Copy the records below with every "trial run" swapped for "practice round" and all else left as it is. Omit the pictures.

------------------------

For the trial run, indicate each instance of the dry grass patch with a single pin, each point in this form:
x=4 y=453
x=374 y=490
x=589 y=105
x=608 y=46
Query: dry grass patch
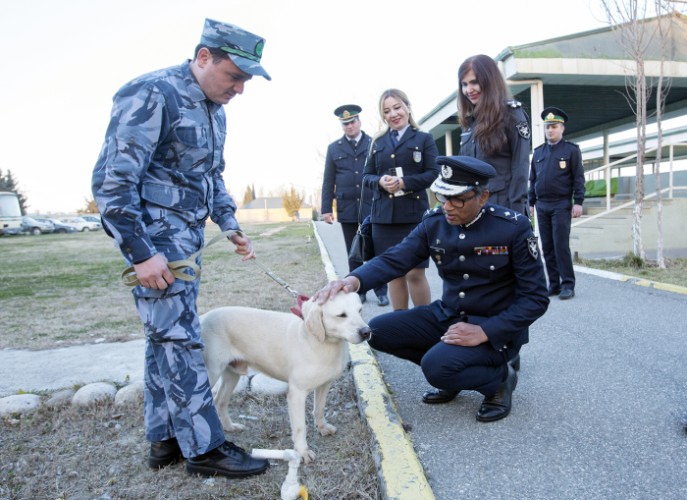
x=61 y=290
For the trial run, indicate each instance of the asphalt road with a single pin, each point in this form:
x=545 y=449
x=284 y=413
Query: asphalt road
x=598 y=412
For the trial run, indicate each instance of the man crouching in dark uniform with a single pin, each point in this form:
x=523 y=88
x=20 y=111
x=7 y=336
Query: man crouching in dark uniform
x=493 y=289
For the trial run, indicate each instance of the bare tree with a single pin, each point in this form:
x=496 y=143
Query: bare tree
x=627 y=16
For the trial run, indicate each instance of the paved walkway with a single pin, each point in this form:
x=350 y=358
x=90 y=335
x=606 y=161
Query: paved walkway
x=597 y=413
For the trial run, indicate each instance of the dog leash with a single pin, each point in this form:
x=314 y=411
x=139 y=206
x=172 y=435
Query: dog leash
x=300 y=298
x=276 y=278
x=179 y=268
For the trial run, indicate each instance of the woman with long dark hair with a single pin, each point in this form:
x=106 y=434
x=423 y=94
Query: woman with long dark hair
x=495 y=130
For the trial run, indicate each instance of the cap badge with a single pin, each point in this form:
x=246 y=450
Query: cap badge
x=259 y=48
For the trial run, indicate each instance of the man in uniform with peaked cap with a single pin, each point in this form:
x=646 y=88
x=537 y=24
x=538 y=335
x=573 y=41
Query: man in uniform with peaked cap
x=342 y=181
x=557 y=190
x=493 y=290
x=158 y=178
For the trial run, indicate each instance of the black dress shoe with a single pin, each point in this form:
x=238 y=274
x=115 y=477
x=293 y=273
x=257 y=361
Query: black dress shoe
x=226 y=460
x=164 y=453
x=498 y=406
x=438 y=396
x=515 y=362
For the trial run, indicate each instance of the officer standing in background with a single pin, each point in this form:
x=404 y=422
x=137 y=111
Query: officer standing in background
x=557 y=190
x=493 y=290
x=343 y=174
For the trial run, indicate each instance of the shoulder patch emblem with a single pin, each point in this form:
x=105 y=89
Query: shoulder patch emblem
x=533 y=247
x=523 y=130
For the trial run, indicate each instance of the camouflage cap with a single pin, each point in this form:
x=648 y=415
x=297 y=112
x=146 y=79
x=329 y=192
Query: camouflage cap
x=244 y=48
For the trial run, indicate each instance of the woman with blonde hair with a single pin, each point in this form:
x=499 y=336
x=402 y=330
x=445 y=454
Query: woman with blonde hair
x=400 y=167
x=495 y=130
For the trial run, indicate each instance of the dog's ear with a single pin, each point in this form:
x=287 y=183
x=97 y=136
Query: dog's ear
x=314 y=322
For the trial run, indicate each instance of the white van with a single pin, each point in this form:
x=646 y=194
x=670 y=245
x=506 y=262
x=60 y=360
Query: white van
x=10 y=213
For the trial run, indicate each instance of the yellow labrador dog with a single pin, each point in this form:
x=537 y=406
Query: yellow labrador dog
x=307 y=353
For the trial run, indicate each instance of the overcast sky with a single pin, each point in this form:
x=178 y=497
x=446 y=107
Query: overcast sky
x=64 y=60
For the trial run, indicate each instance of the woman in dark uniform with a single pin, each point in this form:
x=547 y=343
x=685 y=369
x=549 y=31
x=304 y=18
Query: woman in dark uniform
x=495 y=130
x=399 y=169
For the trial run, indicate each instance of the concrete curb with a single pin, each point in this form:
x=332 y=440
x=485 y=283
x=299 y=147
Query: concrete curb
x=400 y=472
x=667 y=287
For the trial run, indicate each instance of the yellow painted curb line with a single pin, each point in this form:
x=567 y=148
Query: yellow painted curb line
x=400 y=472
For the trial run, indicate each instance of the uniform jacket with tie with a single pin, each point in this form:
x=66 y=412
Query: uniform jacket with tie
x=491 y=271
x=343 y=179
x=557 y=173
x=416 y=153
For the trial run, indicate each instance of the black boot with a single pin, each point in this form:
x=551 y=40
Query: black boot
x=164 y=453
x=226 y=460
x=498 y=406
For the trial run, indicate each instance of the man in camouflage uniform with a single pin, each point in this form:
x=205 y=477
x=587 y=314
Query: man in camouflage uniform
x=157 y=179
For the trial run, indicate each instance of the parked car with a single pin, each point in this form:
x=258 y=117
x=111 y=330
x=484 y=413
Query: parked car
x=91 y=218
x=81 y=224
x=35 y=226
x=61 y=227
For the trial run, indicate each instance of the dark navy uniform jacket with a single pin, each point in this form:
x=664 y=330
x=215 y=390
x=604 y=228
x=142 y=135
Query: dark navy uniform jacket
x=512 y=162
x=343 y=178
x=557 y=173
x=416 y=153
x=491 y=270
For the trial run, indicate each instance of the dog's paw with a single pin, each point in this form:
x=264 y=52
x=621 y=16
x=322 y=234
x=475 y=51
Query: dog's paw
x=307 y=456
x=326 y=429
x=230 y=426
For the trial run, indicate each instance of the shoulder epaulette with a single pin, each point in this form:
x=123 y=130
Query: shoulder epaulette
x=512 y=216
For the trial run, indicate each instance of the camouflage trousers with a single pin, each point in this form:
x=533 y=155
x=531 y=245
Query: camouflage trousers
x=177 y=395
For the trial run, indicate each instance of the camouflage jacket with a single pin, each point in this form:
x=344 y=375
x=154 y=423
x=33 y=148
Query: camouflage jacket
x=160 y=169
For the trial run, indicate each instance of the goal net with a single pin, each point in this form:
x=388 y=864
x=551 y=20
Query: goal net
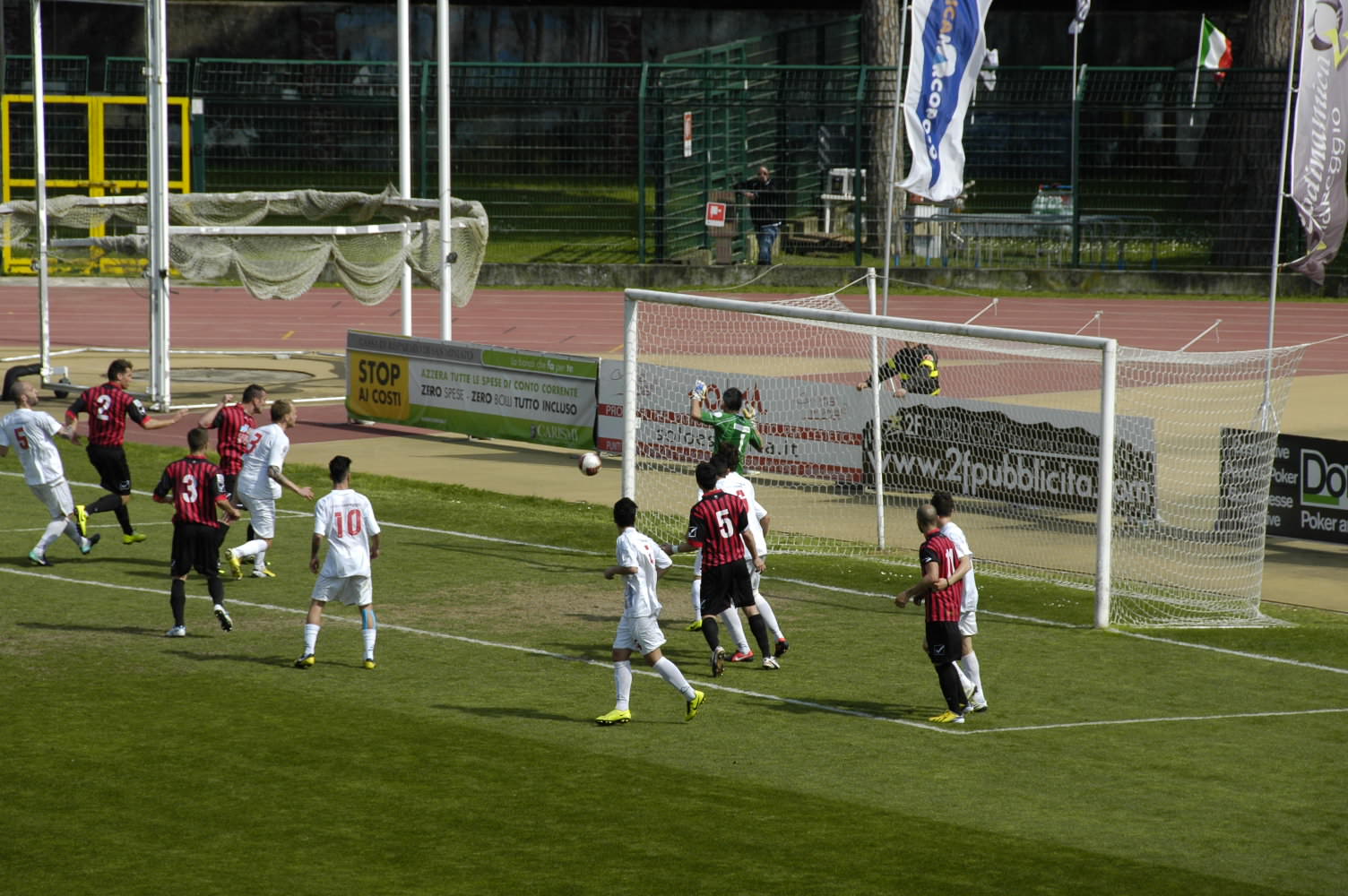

------------------------

#### TASK SOLUTION
For the practice round, indicate each instance of the dry grass patch with a single pin, each point in this form:
x=4 y=453
x=374 y=490
x=589 y=105
x=608 y=46
Query: dry grass patch
x=61 y=290
For the practice round, indicate each instance of the asphalt road with a single pin, each point in this form:
x=545 y=449
x=284 y=413
Query: asphalt road
x=598 y=412
For the practice round, indicate each instance of the man crouching in dark uniform with a single pin, each point in this form:
x=523 y=88
x=20 y=111
x=7 y=336
Query: man crouching in dark uniform
x=493 y=289
For the practice round, indicate each instance of the bare tree with a single pin, each point in this form:
x=496 y=143
Query: bare tree
x=627 y=16
For the practice round, indicate each instance of the paved walkway with a single pin, each point in this form:
x=350 y=358
x=90 y=335
x=606 y=161
Query: paved walkway
x=597 y=413
For the practice round, indicate each instance of the dog leash with a single pin, each point in this form:
x=314 y=411
x=139 y=206
x=172 y=435
Query: dog leash
x=300 y=298
x=276 y=278
x=179 y=268
For the practice round, indicate each instance of the woman with long dark hair with a single pin, each point in this form:
x=106 y=434
x=423 y=94
Query: woman with long dark hair
x=495 y=130
For the practice round, indicate each instance of the cap badge with a single pin, each point in this form:
x=246 y=450
Query: cap badge
x=259 y=48
For the practice round, indicate each instance of the man in uniform with peaked cap with a single pin, each point in this form:
x=646 y=88
x=537 y=24
x=538 y=335
x=573 y=41
Query: man in uniform with peaked cap
x=342 y=181
x=557 y=190
x=493 y=290
x=158 y=178
For the practice round, indicate each instance of the black dress shoe with a single pin, each point in this form:
x=238 y=274
x=115 y=477
x=293 y=273
x=257 y=361
Query: black dress shoe
x=226 y=460
x=164 y=453
x=498 y=406
x=438 y=396
x=515 y=362
For the practice round, indicate each instance of the officer standing in background with a single pin, each point in this form:
x=404 y=422
x=137 y=111
Query: officer standing in background
x=557 y=190
x=493 y=290
x=343 y=174
For the practice round, indicate each instance of the shoulder patch emblem with a single pin, each point in this form:
x=105 y=89
Query: shoulder patch emblem
x=533 y=247
x=523 y=130
For the practice round, indicate each instance of the camouflage cap with a single pin, each point in this form:
x=648 y=415
x=297 y=112
x=146 y=79
x=329 y=192
Query: camouflage cap
x=244 y=48
For the practice round, indicate each instance of the woman with blonde hair with a single pin, each point in this form:
x=499 y=336
x=402 y=330
x=445 y=454
Query: woman with blonde hair
x=400 y=167
x=495 y=130
For the practice round, indicate each instance of the dog's ear with a single pin, each point in this form:
x=287 y=183
x=97 y=136
Query: dog's ear
x=314 y=322
For the practice round, indicate each instance of the white van with a single pin, each point in this form:
x=646 y=194
x=670 y=245
x=506 y=262
x=60 y=360
Query: white van
x=10 y=213
For the practice round, indicate each instance of the yellow labrador dog with a single pin, each point in this form:
x=537 y=406
Query: yellow labrador dog
x=307 y=353
For the practice round, indicate each instance of the overcast sky with a single pin, each point in this form:
x=178 y=497
x=446 y=107
Query: overcast sky
x=64 y=60
For the practice round, indicate each instance of the woman in dark uniform with a single pin, each point in this form:
x=547 y=343
x=685 y=369
x=549 y=31
x=304 y=18
Query: woman in dark uniform
x=495 y=130
x=399 y=169
For the practice round, indicate each instance of the concrete curb with a single pin, each point in this form:
x=332 y=440
x=485 y=283
x=299 y=147
Query: concrete curb
x=400 y=472
x=667 y=287
For the practice round, indicate each instance of the yellow painted curb line with a single pin, each point in this form:
x=567 y=148
Query: yellow painted curb line
x=400 y=472
For the practice round, indicate each instance of the uniform jacket with tie with a single pin, each point in this form:
x=66 y=412
Query: uniform jacket with tie
x=491 y=271
x=343 y=179
x=557 y=173
x=416 y=153
For the practice round, indicate each instance of the black boot with a single pin, each point in this form:
x=551 y=40
Query: black boot
x=164 y=453
x=226 y=460
x=498 y=406
For the practice round, indicate each instance of the man in camouflage uniform with a single pin, each point in this form:
x=205 y=477
x=587 y=314
Query: man in camouflage uniform
x=157 y=179
For the practice round, indicate each instance of the parked car with a single pin, each point in this form:
x=258 y=117
x=111 y=330
x=484 y=413
Query: parked car
x=91 y=218
x=81 y=224
x=35 y=226
x=61 y=227
For the practice round, indicate each instance of the dark navy uniform jacket with a single pin, each point in this form:
x=664 y=330
x=215 y=390
x=604 y=228
x=142 y=135
Query: dark navy uniform jacket
x=512 y=162
x=343 y=178
x=557 y=173
x=416 y=153
x=491 y=270
For the practice round, indicate each instance of the dog's paw with a single pin, each point in this form:
x=264 y=52
x=621 y=16
x=322 y=234
x=475 y=51
Query: dog's paw
x=307 y=456
x=326 y=429
x=230 y=426
For the practice round, indicate each instance of the shoulder epaulette with a single pin, each point in this form:
x=123 y=130
Query: shoulder epaulette
x=512 y=216
For the practice round, indicate each instance of the camouflage trousers with a single pin, each point in this form:
x=533 y=155
x=531 y=245
Query: camouflage trousers
x=177 y=395
For the practice round, indicate each instance of the camouflage jacket with a single pin, each point in this form:
x=344 y=375
x=154 y=423
x=33 y=148
Query: camouflage jacket
x=160 y=169
For the practice round, indicate each instance of the goal net with a single pin, each point in this form:
x=388 y=864
x=551 y=20
Query: goal net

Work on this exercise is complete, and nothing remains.